═══ GIVEN RECORDS

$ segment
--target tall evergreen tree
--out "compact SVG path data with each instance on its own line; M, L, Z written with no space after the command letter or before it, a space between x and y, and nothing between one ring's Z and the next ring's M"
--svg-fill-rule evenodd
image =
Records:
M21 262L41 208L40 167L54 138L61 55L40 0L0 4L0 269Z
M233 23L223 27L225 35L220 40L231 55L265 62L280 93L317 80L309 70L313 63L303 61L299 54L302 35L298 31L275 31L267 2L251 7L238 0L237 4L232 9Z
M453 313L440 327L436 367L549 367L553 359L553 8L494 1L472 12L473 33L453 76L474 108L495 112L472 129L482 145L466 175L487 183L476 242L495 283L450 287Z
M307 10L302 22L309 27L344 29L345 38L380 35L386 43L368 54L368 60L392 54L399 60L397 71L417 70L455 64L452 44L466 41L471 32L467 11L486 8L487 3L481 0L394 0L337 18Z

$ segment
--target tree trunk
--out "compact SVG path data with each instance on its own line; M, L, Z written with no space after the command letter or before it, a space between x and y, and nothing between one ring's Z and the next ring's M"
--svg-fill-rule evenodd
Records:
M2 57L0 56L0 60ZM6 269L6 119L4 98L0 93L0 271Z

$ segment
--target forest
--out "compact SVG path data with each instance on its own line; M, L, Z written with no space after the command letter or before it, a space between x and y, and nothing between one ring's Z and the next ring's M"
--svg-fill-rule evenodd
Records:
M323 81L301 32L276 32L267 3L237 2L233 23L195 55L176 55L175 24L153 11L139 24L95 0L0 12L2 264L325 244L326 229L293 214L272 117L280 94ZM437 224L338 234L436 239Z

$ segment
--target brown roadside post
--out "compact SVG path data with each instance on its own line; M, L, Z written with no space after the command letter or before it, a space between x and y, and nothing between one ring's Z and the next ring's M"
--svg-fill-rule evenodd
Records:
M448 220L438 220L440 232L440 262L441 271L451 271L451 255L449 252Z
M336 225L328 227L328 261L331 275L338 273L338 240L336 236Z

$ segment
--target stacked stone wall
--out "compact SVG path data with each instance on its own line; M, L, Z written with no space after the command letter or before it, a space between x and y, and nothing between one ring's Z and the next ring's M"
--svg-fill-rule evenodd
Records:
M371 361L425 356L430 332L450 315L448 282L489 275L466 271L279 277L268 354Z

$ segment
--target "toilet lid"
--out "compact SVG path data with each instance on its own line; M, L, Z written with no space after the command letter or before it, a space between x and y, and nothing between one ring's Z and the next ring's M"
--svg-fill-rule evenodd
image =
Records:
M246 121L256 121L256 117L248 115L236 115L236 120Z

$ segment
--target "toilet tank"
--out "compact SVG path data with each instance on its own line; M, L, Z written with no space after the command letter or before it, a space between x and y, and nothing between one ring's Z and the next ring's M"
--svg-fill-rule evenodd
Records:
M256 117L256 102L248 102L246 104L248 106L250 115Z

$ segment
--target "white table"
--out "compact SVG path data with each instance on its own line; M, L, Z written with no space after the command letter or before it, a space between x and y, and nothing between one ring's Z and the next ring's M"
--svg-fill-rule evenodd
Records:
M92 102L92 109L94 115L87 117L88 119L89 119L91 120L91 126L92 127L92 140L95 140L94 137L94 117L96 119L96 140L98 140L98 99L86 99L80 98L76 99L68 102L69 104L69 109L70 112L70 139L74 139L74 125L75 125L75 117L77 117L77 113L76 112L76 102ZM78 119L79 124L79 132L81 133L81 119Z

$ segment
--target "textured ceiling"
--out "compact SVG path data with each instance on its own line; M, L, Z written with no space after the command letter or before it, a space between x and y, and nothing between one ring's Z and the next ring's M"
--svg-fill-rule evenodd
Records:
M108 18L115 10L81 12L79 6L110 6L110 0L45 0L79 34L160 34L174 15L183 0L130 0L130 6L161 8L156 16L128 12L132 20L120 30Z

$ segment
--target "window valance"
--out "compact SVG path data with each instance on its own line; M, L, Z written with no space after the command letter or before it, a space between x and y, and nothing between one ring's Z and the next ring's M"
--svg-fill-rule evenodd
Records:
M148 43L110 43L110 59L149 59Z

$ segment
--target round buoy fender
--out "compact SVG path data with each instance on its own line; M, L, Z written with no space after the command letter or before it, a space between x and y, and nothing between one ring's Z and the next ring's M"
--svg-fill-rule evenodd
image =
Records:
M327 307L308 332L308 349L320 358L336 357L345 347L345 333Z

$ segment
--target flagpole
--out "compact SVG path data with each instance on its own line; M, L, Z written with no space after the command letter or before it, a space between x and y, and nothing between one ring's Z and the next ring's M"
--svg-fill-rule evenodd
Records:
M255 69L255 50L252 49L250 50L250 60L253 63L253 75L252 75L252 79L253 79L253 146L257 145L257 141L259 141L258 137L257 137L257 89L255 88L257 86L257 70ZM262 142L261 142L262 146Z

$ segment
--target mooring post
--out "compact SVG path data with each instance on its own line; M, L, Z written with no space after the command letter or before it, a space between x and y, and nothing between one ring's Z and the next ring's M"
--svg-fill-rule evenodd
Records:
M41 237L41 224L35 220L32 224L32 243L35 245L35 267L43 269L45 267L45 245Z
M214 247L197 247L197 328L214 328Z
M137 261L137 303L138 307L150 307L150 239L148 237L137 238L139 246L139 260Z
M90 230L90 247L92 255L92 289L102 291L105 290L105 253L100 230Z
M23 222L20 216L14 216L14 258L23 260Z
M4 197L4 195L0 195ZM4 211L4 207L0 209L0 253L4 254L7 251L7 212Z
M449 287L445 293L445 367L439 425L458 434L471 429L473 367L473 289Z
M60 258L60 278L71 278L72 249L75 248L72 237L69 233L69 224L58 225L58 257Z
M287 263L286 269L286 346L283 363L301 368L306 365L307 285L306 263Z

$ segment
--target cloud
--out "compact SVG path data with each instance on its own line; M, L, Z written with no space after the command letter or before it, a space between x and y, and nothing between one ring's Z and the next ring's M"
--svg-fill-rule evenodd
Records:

══════

* _SHORT PROBLEM_
All of the lines above need to be given again exactly.

* _WRITTEN SOLUTION_
$ segment
--target tall evergreen tree
--out "compact SVG path data with each instance on its own line; M, L, Z written with no space after the command letter or before it, a space between x and y, and nothing between one ring's Z and the next ring's M"
--svg-fill-rule evenodd
image =
Records:
M21 262L41 208L40 167L54 138L61 55L40 0L0 4L0 269Z
M233 23L223 27L225 35L220 40L231 55L265 62L280 93L317 80L309 70L313 63L303 61L299 54L302 35L298 31L275 31L267 2L251 7L238 0L237 4L232 9Z
M453 313L440 327L436 367L549 367L553 359L553 8L494 1L472 12L473 33L453 76L474 108L495 112L472 129L482 145L466 175L487 183L476 242L495 283L450 287Z
M307 10L302 22L309 27L344 29L345 38L380 35L386 43L368 54L368 60L392 54L399 60L397 71L417 70L455 64L452 44L466 41L471 32L467 11L486 8L487 3L481 0L394 0L337 18Z

$ segment
--target tree trunk
--out "compact SVG path data with each instance on its own line; M, L, Z written with no space after the command letter or before it, a space between x and y, and nothing between one ring's Z and the next ring's M"
--svg-fill-rule evenodd
Records:
M2 57L0 56L0 60ZM6 269L6 119L4 98L0 93L0 271Z

$ segment
--target forest
--out "compact SVG path data with each instance on its own line; M, L, Z written with no space after the command letter or before it, a space between x and y, and nothing between one ring's Z and the next ring's M"
--svg-fill-rule evenodd
Records:
M323 81L301 32L276 32L267 3L237 2L233 23L195 55L176 55L175 24L153 11L139 24L95 0L0 12L2 264L325 244L326 229L293 214L272 117L280 94ZM437 224L338 234L436 239Z

$ segment
--target brown roadside post
--out "compact SVG path data with each instance on its own line; M, L, Z written with no space after the command letter or before it, a space between x and y, and nothing between one ring's Z and the next ring's M"
--svg-fill-rule evenodd
Records:
M448 220L438 220L440 232L440 262L441 271L451 271L451 255L449 252Z
M336 225L328 227L328 261L331 275L338 273L338 240L336 236Z

$ segment
--target stacked stone wall
--out "compact SVG path data with each instance on its own line; M, L, Z written with no space after the command letter or before it, a space between x and y, and nothing between one ring's Z and the next ring's M"
--svg-fill-rule evenodd
Records:
M371 361L425 356L430 332L450 315L448 282L489 275L466 271L279 277L268 354Z

$ segment
--target "toilet lid"
--out "compact SVG path data with each instance on its own line; M, L, Z written with no space after the command letter or before it, a space between x and y, and nothing between one ring's Z and the next ring's M"
--svg-fill-rule evenodd
image =
Records:
M246 121L256 121L256 117L248 115L236 115L236 120Z

$ segment
--target "toilet tank"
--out "compact SVG path data with each instance on its own line; M, L, Z written with no space after the command letter or before it, a space between x and y, and nothing between one ring's Z and the next ring's M"
--svg-fill-rule evenodd
Records:
M256 117L256 102L248 102L246 104L248 106L250 115Z

$ segment
--target "white table"
--out "compact SVG path data with each instance on its own line; M, L, Z written with no space after the command letter or before it, a space between x and y, and nothing between one ring's Z and the next ring's M"
--svg-fill-rule evenodd
Records:
M92 102L92 109L94 115L87 117L88 119L89 119L91 120L91 126L92 127L92 140L95 140L94 137L94 117L96 119L96 140L98 140L98 99L86 99L80 98L76 99L68 102L69 104L69 109L70 112L70 139L74 139L74 125L75 125L75 117L77 117L77 113L76 112L76 102ZM78 119L79 124L79 132L81 133L81 119Z

$ segment
--target "textured ceiling"
--out "compact SVG path data with each instance on its own line; M, L, Z written with no space after the command letter or before it, a space between x and y, and nothing between one ring's Z and the next ring's M"
--svg-fill-rule evenodd
Records:
M108 18L115 10L81 12L79 6L110 6L110 0L45 0L79 34L160 34L174 15L183 0L130 0L130 6L161 8L156 16L128 12L132 20L120 30Z

$ segment
--target "window valance"
--out "compact SVG path data with each instance on its own line; M, L, Z written with no space after the command letter or before it, a space between x and y, and nothing between one ring's Z and the next ring's M"
--svg-fill-rule evenodd
Records:
M148 43L110 43L110 59L149 59Z

$ segment
--target round buoy fender
--out "compact SVG path data with each instance on its own line; M, L, Z written with no space after the command letter or before it, a space between x and y, and nothing between one ring's Z and the next ring's M"
--svg-fill-rule evenodd
image =
Records:
M327 307L308 332L308 349L320 358L336 357L345 347L345 333Z

$ segment
--target flagpole
--out "compact SVG path data with each instance on its own line; M, L, Z written with no space after the command letter or before it, a space between x and y, and nothing between one ring's Z and the next ring's M"
--svg-fill-rule evenodd
Records:
M255 69L255 50L252 49L250 50L250 60L253 63L253 75L252 75L252 79L253 79L253 146L257 145L257 141L259 141L258 137L257 137L257 89L255 88L257 86L257 70ZM262 142L261 142L262 146Z

$ segment
--target mooring post
--out "compact SVG path data with each instance on its own line; M, L, Z written with no space after the command letter or before it, a space between x and y, and nothing between one ring's Z and the next ring's M"
--svg-fill-rule evenodd
Records:
M41 237L41 224L35 220L32 224L32 243L35 245L35 267L43 269L45 267L45 245Z
M214 247L197 247L197 328L214 328Z
M137 261L137 303L138 307L150 307L150 239L148 237L137 238L139 246L139 260Z
M90 230L90 247L92 255L92 289L102 291L105 290L105 253L100 230Z
M23 222L20 216L14 216L14 258L23 260Z
M4 197L4 195L0 195ZM4 211L4 207L0 209L0 253L4 254L7 251L7 212Z
M449 287L445 293L445 367L439 425L458 434L471 429L473 367L473 289Z
M60 258L60 278L71 278L72 249L75 248L72 237L69 233L69 224L58 225L58 257Z
M287 263L286 269L286 346L283 363L301 368L306 365L307 285L306 263Z

$ segment
--target cloud
--out "compact SVG path data with each instance on its own line; M, L, Z written with no space after the command letter or before it, a space between x and y, and nothing between one ring's Z and the next ring's M"
--svg-fill-rule evenodd
Records:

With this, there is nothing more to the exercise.